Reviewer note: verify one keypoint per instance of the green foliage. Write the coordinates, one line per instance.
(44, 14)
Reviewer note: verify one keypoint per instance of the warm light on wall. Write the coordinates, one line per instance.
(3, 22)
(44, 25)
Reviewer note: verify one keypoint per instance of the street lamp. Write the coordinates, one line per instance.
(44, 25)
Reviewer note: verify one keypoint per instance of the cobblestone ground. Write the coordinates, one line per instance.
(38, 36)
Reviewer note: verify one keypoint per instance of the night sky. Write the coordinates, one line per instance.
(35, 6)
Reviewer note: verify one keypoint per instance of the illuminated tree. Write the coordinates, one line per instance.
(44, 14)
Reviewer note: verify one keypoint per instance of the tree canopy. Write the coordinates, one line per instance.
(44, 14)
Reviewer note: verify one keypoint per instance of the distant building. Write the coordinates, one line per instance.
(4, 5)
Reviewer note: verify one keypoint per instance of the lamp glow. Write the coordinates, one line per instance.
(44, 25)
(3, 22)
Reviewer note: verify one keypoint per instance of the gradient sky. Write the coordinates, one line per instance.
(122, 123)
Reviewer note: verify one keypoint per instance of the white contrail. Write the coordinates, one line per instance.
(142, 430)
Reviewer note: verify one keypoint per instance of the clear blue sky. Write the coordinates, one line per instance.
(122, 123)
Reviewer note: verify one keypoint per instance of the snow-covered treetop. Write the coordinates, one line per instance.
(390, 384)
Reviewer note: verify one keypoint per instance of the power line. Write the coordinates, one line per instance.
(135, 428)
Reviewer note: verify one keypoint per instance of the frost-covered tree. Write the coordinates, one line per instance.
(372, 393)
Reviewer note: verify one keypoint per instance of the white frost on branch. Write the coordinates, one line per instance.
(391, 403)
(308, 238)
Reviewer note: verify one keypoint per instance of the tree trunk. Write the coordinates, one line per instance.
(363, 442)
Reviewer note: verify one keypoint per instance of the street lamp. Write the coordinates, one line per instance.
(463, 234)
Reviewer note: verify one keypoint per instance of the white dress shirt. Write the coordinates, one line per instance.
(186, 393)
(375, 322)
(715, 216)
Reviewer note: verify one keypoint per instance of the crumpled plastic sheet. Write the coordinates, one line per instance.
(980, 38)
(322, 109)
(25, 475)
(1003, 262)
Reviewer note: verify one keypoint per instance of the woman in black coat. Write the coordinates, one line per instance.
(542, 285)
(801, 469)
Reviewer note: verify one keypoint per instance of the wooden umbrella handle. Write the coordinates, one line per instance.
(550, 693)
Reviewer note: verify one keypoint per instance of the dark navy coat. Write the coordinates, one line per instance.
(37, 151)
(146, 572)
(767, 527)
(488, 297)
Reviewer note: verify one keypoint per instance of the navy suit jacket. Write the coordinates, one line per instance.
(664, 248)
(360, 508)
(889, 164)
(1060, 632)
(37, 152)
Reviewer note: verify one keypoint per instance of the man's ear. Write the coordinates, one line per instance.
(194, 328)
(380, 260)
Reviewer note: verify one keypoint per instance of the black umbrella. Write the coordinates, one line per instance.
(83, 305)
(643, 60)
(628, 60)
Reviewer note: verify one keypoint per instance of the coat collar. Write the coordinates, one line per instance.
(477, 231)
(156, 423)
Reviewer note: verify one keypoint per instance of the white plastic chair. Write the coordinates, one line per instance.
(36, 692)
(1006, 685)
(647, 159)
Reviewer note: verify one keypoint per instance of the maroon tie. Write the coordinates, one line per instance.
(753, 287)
_ _ _ _ _ _ _
Task directions
Your answer must be an exact copy of every entry above.

Reply
Reviewer note: verify one keypoint per instance of the green foliage. Write the coordinates, one line per instance.
(44, 14)
Reviewer note: verify one keypoint per instance of the warm light on wall. Write the coordinates, one line per instance.
(3, 22)
(44, 25)
Reviewer note: verify one keypoint per instance of the street lamp. Write the coordinates, one line per instance.
(44, 25)
Reviewer note: verify one keypoint per instance of the cobblestone ground. Write the coordinates, one line per instance.
(38, 36)
Reviewer note: verify one keypoint per instance of the night sky. Write the coordinates, one line per instance.
(35, 6)
Reviewer note: verify one keypoint per instance of the illuminated tree. Write the coordinates, one line per instance.
(44, 14)
Reviewer note: verify one keypoint per instance of the tree canopy. Write the coordinates, one line per instance.
(44, 14)
Reviewer note: verify one keypoint per instance of the distant building. Write the coordinates, one line per instance.
(4, 5)
Reviewer note: verify one keypoint per instance of the lamp glow. Write the coordinates, one line per instance.
(44, 25)
(3, 22)
Reviewer note: verify one keypoint per instance of the gradient sky. Write the coordinates, one line per instance.
(122, 123)
Reviewer note: verify one keypoint per instance of the white contrail. Write the coordinates, one line per instance.
(142, 430)
Reviewer note: verify one keypoint per instance of the clear blue sky. Write the coordinates, one line per instance.
(122, 123)
Reviewer note: verify one keypoint per instance of the snow-covered treetop. Write the coordinates, one line per instance.
(390, 384)
Reviewer note: verify one keypoint per instance of the power line. Write the coordinates, one line per instance.
(135, 428)
Reviewer note: verify one keypoint per instance of the frost-covered tree. Write the coordinates, one line per instance.
(372, 393)
Reviewer note: verify one keypoint per instance of the white frost on branch. Write the coordinates, one line per instance.
(391, 403)
(308, 238)
Reviewer note: verify one keypoint per instance of the tree trunk. Write the coordinates, one line per instance.
(363, 442)
Reviewer note: verify one keypoint per instance of the street lamp. Write the coordinates, one line per instance.
(463, 234)
Reviewer note: verify one keypoint per instance of the white dress shirt. Write the coordinates, one line per instance.
(186, 393)
(375, 322)
(715, 216)
Reviewer note: verify one keypoint per instance of the crumpled plastic sheet. Write the coordinates, one line per instance.
(980, 38)
(322, 109)
(25, 475)
(1003, 262)
Reviewer note: verify one keypoint per instance of the woman in black coat. Write the coordinates, one line per instance.
(542, 285)
(801, 469)
Reviewer note: verify one keypoint per instance of the wooden umbrella handle. Write the coordinates, one line per instance.
(550, 693)
Reviewer note: verify one keypoint per instance of the dark navy coat. Write the coordinates, one line per instance.
(37, 151)
(146, 572)
(767, 527)
(488, 297)
Reviewer note: verify one keypoint per instance of the navy suit jacket. Write the coordinates, one line per instance.
(664, 248)
(360, 508)
(889, 164)
(1060, 632)
(37, 152)
Reviewer note: verify one keypoint per instance of the man's ear. Write the coordinates, one line per instance.
(194, 328)
(380, 260)
Reviewer note: verify one keypoint per instance of the black umbrella. Write the coordinates, one line per instance.
(83, 305)
(643, 60)
(628, 60)
Reviewer note: verify one keypoint per instance of the coat collar. Write the coordinates, one line per instance.
(477, 231)
(156, 423)
Reviewer note: verify one keypoint per instance of the white plastic chair. Write the coordinates, one line per instance.
(36, 692)
(1006, 685)
(647, 159)
Reviewer note: verify one keypoint per instance of the maroon tie. Write the coordinates, one line per instance.
(753, 287)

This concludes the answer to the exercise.